— Цитируемый текст —
***

Физики, лирики, Гагарин, “голубые огоньки” с космонавтами и даже обещанный в программе партии 1961 года коммунизм составляли, если угодно, позитивную программу для мейнстримовского большинства и быстро росшего городского среднего класса, переселявшегося в маленькие, но отдельные квартиры, территорию частной жизни.
Шестидесятые дали мечту. Мягкая, а не жесткая сила составляла конкурентное преимущество оттепели, при том что жесткой силой власть пользовалась неумело, едва не подняв на воздух весь мир во время Карибского кризиса.
При этом режим мог чувствовать себя в полной безопасности: большинство разделяло базовые идеологические принципы. Но только потому, что они казались органичными этому типу общества. Да, атомная бомба нужна. Но для ядерного сдерживания.
Все это примиряло людей с режимом. До поры до времени – пока он не впал в спячку после 1968-го. Тогда уже процесс примирения продолжался не на основе единства идеалов, а на лицемерии, взаимном обмане и равнодушии. Что и взорвало империю изнутри: цинизм как всеобщая конвенция сдетонировал сильнее, чем рухнувшие цены на нефть и милитаризация экономики. Ведь развал империй и режимов происходит прежде всего в головах.
Вот мы и завидуем – тайно и явно – шестидесятым. Их достижениям, их обращенности в будущее, ощущению исторической (и моральной!) правоты, мягкой силе, согласию людей с самими собой и – до некоторой степени – даже с властью. Их романтизму, наивности и доброте.
И это, если угодно, наша контрпамять, которую мы противопоставляем сталинизированному официозу. У них – Сталин, у нас – шестидесятые, тем более что они существуют в живой памяти, и пластинка с какой-нибудь “Гуантанамерой” наворачивает свои круги перед внутренним – детским – зрением, просмотр же черно-белого данелиевского или хуциевского кино – это не отстраненное наблюдение за чужой эпохой, а узнавание.
Официозная память гордится чем угодно, только не духом шестидесятых. Ей неприятно, что это был короткий период, когда нация действительно была в известном смысле единой, а держава – по крайней мере, по общему ощущению – великой.
Карикатуре всегда неприятен подлинник. Слякоть твердо знает, что она не оттепель. И так получается, что она переходит в заморозки.
“Заглушают голос мой”

***

— Инструкции к заданиям —
[A] Процитируйте фрагмент отрывка о шестидесятых, который начинается со слов «Шестидесятые дали мечту.» и заканчивается словами «для ядерного сдерживания.».
[B] Извлеките все строки, в которых встречается слово «truck».
Отрывок о шестидесятых никак не связан со строками.

***

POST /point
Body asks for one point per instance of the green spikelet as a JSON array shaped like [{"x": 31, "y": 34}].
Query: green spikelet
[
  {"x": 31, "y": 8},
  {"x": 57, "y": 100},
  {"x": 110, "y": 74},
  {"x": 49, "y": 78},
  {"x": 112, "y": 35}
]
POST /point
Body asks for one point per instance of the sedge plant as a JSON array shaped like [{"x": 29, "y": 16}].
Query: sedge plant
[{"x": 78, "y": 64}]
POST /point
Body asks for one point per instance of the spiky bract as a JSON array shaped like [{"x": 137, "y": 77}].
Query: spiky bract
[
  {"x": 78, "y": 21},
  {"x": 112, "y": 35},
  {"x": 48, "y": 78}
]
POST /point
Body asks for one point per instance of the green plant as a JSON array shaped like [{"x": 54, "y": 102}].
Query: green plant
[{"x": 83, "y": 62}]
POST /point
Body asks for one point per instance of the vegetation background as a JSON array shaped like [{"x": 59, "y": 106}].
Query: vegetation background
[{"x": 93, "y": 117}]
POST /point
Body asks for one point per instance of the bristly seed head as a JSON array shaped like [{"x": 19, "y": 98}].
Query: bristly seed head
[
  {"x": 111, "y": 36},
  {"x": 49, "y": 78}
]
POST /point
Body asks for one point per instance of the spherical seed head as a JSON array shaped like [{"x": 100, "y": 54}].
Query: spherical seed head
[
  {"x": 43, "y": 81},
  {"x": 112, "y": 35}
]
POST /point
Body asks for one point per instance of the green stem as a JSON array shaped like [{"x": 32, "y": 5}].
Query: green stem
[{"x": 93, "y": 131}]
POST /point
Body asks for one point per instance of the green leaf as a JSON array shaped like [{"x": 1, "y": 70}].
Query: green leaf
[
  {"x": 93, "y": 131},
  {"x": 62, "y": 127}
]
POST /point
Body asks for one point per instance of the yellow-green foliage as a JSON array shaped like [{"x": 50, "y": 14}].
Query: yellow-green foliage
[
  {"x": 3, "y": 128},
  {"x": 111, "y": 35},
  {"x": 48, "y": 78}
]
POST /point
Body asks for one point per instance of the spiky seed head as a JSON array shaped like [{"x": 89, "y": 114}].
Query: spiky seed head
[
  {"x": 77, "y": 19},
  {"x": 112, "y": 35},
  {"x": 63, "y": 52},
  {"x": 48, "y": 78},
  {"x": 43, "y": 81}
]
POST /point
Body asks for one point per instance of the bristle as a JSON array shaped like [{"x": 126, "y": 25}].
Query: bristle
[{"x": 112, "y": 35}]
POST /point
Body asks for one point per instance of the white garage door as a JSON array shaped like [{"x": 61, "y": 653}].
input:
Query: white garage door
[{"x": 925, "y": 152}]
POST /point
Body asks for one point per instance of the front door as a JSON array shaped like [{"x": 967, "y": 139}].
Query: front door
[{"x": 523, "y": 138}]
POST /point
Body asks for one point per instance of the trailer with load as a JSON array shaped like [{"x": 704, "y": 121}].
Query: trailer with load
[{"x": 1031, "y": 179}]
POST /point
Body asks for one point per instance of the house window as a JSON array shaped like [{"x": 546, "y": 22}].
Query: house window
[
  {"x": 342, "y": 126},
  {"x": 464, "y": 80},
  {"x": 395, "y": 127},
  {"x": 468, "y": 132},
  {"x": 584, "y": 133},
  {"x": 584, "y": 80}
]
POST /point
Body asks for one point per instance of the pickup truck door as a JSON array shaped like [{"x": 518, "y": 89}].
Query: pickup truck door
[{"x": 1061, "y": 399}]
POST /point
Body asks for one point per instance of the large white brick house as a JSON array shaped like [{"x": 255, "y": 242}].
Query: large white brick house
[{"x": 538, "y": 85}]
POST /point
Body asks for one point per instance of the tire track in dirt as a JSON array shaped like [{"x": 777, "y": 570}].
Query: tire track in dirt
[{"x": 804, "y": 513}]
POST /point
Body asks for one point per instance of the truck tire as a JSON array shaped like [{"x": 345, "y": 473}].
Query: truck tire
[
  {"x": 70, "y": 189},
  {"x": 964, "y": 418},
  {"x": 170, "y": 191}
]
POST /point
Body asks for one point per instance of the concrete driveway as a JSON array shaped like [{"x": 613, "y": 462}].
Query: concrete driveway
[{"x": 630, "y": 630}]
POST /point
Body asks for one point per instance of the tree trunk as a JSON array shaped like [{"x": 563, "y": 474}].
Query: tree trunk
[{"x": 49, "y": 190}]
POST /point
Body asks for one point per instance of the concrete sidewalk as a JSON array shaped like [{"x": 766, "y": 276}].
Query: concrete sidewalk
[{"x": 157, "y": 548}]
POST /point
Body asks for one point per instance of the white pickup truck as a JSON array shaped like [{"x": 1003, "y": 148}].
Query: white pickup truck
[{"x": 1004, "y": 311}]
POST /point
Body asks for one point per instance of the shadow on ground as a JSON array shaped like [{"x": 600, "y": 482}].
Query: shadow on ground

***

— Ответы по заданиям —
[A]
Шестидесятые дали мечту. Мягкая, а не жесткая сила составляла конкурентное преимущество оттепели, при том что жесткой силой власть пользовалась неумело, едва не подняв на воздух весь мир во время Карибского кризиса.
При этом режим мог чувствовать себя в полной безопасности: большинство разделяло базовые идеологические принципы. Но только потому, что они казались органичными этому типу общества. Да, атомная бомба нужна. Но для ядерного сдерживания.

[B]
Body asks for one point per instance of the pickup truck door as a JSON array shaped like [{"x": 518, "y": 89}].
Query: pickup truck door
Body asks for one point per instance of the truck tire as a JSON array shaped like [{"x": 345, "y": 473}].
Query: truck tire
Body asks for one point per instance of the white pickup truck as a JSON array shaped like [{"x": 1003, "y": 148}].
Query: white pickup truck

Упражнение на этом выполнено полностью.